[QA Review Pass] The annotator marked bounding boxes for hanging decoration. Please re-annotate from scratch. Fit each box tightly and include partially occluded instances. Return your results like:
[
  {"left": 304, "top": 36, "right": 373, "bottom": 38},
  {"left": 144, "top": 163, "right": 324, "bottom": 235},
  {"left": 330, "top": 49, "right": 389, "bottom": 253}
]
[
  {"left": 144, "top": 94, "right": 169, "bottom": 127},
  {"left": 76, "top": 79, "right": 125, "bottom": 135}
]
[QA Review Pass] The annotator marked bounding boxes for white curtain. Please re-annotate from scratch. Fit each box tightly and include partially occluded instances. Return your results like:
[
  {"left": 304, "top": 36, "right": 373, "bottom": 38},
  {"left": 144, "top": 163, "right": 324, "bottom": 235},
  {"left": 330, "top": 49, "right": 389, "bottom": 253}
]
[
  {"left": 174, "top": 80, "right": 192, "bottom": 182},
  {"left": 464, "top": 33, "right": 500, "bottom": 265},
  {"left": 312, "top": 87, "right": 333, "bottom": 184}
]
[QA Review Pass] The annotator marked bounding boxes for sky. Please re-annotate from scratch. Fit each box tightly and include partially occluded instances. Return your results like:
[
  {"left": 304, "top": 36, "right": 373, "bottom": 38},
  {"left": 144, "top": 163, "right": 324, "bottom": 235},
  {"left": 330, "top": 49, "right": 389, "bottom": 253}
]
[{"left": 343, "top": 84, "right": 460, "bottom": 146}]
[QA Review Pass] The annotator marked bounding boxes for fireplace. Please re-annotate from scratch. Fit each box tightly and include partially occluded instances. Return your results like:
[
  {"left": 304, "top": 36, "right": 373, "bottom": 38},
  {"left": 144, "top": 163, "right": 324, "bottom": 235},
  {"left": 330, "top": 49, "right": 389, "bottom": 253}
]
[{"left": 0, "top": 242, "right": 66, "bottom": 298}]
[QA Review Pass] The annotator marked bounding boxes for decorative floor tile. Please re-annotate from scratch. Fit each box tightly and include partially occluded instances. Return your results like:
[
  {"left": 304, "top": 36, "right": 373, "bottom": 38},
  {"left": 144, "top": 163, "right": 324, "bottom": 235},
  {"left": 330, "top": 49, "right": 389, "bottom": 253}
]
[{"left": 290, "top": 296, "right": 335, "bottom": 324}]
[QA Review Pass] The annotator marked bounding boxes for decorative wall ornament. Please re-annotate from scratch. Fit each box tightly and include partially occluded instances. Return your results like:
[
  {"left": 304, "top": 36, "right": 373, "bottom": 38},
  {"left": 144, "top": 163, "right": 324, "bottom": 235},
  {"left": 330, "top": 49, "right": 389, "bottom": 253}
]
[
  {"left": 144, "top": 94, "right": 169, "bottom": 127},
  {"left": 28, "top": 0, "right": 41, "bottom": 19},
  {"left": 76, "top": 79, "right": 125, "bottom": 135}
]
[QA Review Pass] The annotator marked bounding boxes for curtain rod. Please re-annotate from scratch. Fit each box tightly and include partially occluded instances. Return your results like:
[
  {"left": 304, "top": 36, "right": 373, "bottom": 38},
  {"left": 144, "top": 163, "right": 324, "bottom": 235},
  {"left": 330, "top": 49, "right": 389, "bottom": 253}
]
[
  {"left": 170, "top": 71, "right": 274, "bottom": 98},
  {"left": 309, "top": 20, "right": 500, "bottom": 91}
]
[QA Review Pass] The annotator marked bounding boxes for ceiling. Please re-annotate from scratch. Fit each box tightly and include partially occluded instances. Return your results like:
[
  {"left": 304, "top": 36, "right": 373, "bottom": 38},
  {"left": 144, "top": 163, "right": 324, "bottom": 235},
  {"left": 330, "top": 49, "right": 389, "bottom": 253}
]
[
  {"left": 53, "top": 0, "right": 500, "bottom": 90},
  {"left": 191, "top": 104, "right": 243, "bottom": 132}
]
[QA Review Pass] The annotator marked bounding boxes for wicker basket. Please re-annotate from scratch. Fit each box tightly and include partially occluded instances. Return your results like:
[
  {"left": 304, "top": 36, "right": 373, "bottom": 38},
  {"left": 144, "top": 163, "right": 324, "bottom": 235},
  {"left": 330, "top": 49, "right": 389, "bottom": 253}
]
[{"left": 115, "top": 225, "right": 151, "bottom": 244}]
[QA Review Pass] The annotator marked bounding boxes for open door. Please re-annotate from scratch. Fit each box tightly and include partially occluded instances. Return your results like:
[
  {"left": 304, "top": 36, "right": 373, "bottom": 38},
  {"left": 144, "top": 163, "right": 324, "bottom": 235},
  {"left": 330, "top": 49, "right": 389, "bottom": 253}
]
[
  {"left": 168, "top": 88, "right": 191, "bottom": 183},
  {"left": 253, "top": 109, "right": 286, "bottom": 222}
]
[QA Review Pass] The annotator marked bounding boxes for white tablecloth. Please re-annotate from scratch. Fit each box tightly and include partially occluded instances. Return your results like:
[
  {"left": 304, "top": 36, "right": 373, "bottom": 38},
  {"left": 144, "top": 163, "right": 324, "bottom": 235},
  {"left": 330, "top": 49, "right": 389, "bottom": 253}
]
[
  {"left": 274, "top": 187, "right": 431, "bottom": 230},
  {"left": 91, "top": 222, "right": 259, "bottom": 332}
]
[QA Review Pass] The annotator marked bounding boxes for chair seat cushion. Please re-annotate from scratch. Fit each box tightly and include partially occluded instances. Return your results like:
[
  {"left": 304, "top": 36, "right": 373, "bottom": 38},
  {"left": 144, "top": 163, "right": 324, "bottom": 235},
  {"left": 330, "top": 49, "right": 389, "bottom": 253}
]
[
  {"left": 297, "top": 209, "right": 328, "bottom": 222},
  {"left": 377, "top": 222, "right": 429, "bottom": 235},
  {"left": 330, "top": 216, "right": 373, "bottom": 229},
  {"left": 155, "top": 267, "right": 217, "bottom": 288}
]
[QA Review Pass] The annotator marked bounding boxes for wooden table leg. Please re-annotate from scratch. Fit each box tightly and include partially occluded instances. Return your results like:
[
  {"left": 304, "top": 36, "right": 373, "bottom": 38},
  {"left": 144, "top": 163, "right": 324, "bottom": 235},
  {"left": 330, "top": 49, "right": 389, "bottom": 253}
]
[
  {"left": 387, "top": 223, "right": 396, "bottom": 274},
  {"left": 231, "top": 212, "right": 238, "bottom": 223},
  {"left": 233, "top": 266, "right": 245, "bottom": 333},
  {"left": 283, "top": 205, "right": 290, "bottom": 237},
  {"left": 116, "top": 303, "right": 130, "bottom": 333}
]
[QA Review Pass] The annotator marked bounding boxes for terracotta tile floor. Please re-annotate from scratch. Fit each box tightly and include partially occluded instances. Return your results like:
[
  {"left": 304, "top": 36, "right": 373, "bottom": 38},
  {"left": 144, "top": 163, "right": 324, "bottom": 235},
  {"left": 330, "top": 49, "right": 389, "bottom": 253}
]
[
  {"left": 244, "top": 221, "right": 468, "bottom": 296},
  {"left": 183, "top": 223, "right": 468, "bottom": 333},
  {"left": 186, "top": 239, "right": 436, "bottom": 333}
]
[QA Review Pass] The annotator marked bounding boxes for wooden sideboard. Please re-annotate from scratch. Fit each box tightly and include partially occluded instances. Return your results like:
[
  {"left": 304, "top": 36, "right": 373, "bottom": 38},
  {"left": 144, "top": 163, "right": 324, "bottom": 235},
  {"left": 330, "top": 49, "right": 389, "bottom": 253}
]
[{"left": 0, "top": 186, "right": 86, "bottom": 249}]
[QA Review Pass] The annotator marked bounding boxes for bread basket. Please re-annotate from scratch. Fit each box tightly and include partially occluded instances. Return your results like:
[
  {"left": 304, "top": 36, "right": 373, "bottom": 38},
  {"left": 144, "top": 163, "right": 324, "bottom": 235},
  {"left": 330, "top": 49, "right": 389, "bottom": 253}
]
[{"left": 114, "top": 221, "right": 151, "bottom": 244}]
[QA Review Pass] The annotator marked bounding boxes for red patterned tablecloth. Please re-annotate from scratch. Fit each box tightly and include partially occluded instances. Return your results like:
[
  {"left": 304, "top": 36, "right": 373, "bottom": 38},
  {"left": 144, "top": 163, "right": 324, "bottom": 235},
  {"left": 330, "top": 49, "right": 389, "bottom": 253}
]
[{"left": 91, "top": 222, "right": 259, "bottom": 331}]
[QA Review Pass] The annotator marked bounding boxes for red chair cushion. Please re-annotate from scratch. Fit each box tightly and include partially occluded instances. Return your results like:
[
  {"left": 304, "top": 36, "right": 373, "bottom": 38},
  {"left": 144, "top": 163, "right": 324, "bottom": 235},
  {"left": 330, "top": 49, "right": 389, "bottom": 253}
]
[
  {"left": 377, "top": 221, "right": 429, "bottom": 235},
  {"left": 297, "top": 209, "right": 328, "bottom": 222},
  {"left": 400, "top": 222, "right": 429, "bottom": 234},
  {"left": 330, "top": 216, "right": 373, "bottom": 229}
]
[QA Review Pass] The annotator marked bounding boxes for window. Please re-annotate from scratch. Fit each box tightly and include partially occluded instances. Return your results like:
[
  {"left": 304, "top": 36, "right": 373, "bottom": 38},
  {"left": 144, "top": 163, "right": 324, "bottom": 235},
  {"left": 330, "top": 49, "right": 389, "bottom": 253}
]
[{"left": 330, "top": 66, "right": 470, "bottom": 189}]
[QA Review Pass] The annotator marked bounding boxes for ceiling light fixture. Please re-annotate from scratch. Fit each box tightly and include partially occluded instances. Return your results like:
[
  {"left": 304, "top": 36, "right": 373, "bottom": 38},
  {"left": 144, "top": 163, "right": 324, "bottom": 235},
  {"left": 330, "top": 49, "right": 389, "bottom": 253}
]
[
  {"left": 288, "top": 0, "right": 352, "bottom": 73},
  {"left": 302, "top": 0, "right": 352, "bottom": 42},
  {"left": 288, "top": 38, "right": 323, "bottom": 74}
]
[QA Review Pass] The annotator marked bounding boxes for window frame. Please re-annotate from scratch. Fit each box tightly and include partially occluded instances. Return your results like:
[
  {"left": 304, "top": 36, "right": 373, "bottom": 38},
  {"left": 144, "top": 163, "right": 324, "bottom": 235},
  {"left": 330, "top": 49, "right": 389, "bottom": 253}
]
########################################
Objective
Please copy the data above exactly as it stands, starting at the line with "for window frame." and running up to and including the last line of the data.

Finished exercise
[QA Review Pass] The annotator marked bounding boxes for window frame. Please re-annotate from scratch. Fit each box tightly and include partially occluded instances. Return your results like:
[
  {"left": 304, "top": 36, "right": 373, "bottom": 38},
  {"left": 144, "top": 163, "right": 324, "bottom": 235},
  {"left": 330, "top": 49, "right": 389, "bottom": 253}
]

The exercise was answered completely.